# Parts of the exercise
1/ Write out the part of the Scarecrow fangs thread from "I don't know" to "(Aug 9, 2007)".
2/ Answer these questions from the Scarecrow fangs thread:
(a) How long ago did Izhmael buy the pair of Scarecrow vampire fangs?
(b) What material does magicmatt say the fangs are made of?
(c) What was Magickbean drinking when a pair of fangs turned pink?
3/ Say whether each statement agrees with the Scarecrow fangs thread. Answer yes or no, and quote the words that decide it.
(a) magicmatt switched the fang filling to thermal plastic.
(b) the dogman says fangs held with denture paste can stay in while eating.
(c) Frankie's Girl says red wine can turn the fangs pink.

# Page extract
# Question on Scarecrow Fangs



## Izhmael (Oct 25, 2008)

Hiya folks!

Stumbled over this forum while Googling for an answer, looks like this would be the right place to get one.. ^^ Two years ago I bought a pair of Scarecrow vampire fangs, but ended up never using them because of the warning saying "Don't wear your fangs while using drugs or alcohol" 

Now Halloween is almost upon us yet again - tomorrow actually, throwing an early party this year and another one next week - and I really feel like trying on the ol' vamp fangs.. Do anyone here know for sure wether or not drinking alcohol will somehow ruin the stuff you scoop into the teeth?

Any input appreciated!


----------



## Push Eject (Oct 11, 2005)

Never even heard of them. What do they look like? Do you have a link online to the product?


----------



## magicmatt (Aug 17, 2005)

I don't know if anything will happen to the fangs, but I would think the warning is so that don't get plastered and swallow them.

They are made of nylon and probably wont digest. That would hurt before and during the way out.

If you are worried, I would remove the filling and switch to thermal plastic. I did and I can remold the fangs whenever I want without having to get more goop.


----------



## freudstein (Aug 9, 2007)

My fiance will be wearing some of the 'werewolf' ones this year, and I read this warning on the instructions. But I *REALLY* don't see any harm in wearing the whilst drinking, providing you take them out at the end of the night. It's just a safety warning I think. The recommendation for Scarecrow fangs came from a number of users on this forum actually, so I'm sure there'll be many users who can give you a "tried and tested" answer


----------



## Muffy (Sep 25, 2006)

My Joey was in the operating room for 17 years & has some of the most frightful stories to tell about various sugeries so I asked him if you swallowed one of these....would it just move through & come out the other end...here is his reply.....it might come out, you could choke, perferate a bowel, or get a bowel obstruction. Then they would have to operate. If you were drunk & passed out it could cause bowel obstruction or perforated bowel which could kill if something was not done about it.

So I guess not a good idea for someone who plans to drink a bit much!!

Muf


----------



## the dogman (Jul 8, 2007)

there are a few warning put on the packaging to keep you from swallowing them or doing any other harm with them.

as for a way to fix them in (as long as your not eating or drinking heavily) is fixodent or other denture paste.
keeps the fangs in with a good hold, but be sure to remove them before you eat and reapply the denture stuff to put them back on.


----------



## Frankie's Girl (Aug 27, 2007)

DO NOT EAT WITH THEM IN!!!

The way the polymer works is it forms a perfect negative for your teeth. They snap on and snap off, and if you were to try to bite something, they could easily snap off and be swallowed.

The main reason they say not to drink while wearing them is the danger of swallowing them, but there is another major reason:

Drinking anything with any sort of coloring will stain the teeth. If you drink anything red like wine, expect to have pink fangs shortly after...


----------



## Magickbean (Dec 6, 2007)

Yes, I've been using Scarecrow fangs for years and I've found that to simply be a safety precaution. It's so you don't get too wasted and swallowing them (same thing for eating in them, although really that would just be uncomfortable/almost impossible anyways!) 

One thing I will add to it is, if you are going to drink with them in, be careful *what* you drink - anything that is strongly coloured will discolour the fangs ie red wine, coloured alchopops/punches/cocktails or tea/coffee. I have managed to successfully turn one pair of fangs pink whilst drinking cherry vodkas lol


----------

# Listed entries
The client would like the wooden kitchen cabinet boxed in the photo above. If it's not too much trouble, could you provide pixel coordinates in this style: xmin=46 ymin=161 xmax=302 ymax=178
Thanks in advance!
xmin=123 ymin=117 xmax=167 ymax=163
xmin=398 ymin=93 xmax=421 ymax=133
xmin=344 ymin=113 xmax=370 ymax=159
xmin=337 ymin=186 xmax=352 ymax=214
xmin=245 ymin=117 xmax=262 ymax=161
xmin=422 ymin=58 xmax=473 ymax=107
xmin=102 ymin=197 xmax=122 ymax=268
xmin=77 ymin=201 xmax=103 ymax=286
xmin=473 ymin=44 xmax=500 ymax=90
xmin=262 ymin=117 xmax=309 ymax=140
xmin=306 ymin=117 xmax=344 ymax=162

# Expected responses
1/
I don't know if anything will happen to the fangs, but I would think the warning is so that don't get plastered and swallow them.

They are made of nylon and probably wont digest. That would hurt before and during the way out.

If you are worried, I would remove the filling and switch to thermal plastic. I did and I can remold the fangs whenever I want without having to get more goop.


----------



## freudstein (Aug 9, 2007)

2/
(a) Two years ago.
(b) Nylon.
(c) Cherry vodkas.

3/
(a) Yes: "I would remove the filling and switch to thermal plastic. I did and I can remold the fangs whenever I want"
(b) No: "be sure to remove them before you eat and reapply the denture stuff to put them back on."
(c) Yes: "If you drink anything red like wine, expect to have pink fangs shortly after"